• **GOAL**:
Rewrite the rows from the line with "Target: tree canopy" to the line with "46), (130, 47)]", both ends included, keeping the requests and shifting every x and y coordinate in the answers up by 113.

↓

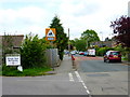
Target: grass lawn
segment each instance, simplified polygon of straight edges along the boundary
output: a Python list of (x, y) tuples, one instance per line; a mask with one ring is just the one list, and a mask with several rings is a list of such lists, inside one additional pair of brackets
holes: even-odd
[(31, 69), (24, 69), (23, 72), (21, 72), (16, 69), (16, 67), (3, 66), (2, 70), (0, 70), (0, 75), (3, 75), (3, 77), (36, 77), (36, 75), (47, 75), (48, 71), (52, 71), (52, 69), (50, 67), (31, 68)]

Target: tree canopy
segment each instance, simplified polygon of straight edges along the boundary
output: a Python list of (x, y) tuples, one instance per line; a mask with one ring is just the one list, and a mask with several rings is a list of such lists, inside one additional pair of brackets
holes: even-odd
[(60, 59), (63, 60), (63, 54), (64, 50), (67, 47), (68, 38), (64, 32), (64, 28), (60, 22), (61, 19), (57, 16), (54, 16), (52, 24), (50, 24), (50, 28), (56, 29), (56, 41), (54, 41), (54, 43), (58, 48)]
[(130, 17), (121, 16), (120, 18), (112, 22), (110, 27), (114, 30), (114, 33), (117, 33), (115, 37), (117, 43), (121, 43), (123, 46), (130, 47)]
[(86, 31), (83, 31), (83, 33), (81, 33), (81, 39), (88, 42), (88, 46), (90, 46), (91, 42), (100, 41), (98, 33), (94, 30), (89, 30), (89, 29), (87, 29)]

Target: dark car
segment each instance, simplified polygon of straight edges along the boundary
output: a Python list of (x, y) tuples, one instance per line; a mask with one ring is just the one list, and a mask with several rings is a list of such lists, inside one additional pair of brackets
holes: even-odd
[(104, 55), (104, 63), (105, 61), (119, 61), (121, 63), (121, 54), (119, 51), (107, 51)]

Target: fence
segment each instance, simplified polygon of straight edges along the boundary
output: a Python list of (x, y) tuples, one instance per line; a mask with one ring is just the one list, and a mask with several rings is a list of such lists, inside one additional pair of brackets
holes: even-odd
[(49, 48), (46, 51), (47, 65), (51, 67), (60, 66), (60, 56), (57, 54), (57, 48)]

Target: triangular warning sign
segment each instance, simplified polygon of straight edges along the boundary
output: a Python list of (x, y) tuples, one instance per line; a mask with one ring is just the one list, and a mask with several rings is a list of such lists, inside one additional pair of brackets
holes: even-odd
[(55, 37), (54, 32), (50, 29), (47, 37)]

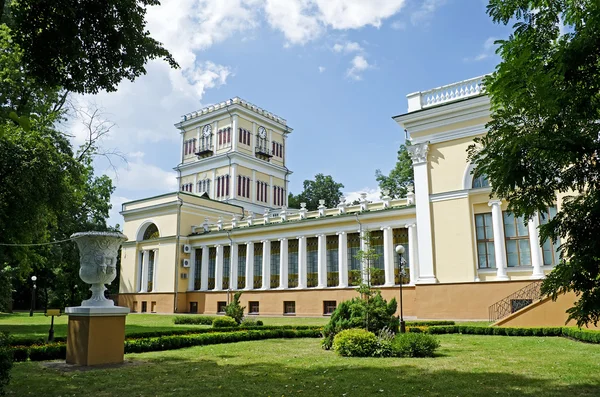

↑

• **SOLVED EXERCISE**:
Target: tree canopy
segment each instance, simplified polygon of straight edges along the boundary
output: a Python list of (x, y) tuples, one instance per line; a mask with one ring is just the one list, and a mask with several rings is a list of such lists, inside one additional pair of brackets
holes: even-odd
[(173, 172), (176, 173), (176, 167), (177, 163), (180, 160), (181, 151), (177, 145), (177, 141), (173, 135), (174, 132), (170, 129), (167, 129), (165, 137), (163, 137), (163, 141), (169, 142), (169, 154), (167, 154), (167, 156), (171, 161)]
[(243, 130), (234, 129), (233, 131), (225, 135), (223, 140), (227, 143), (227, 146), (230, 146), (228, 150), (230, 156), (234, 156), (236, 159), (243, 160)]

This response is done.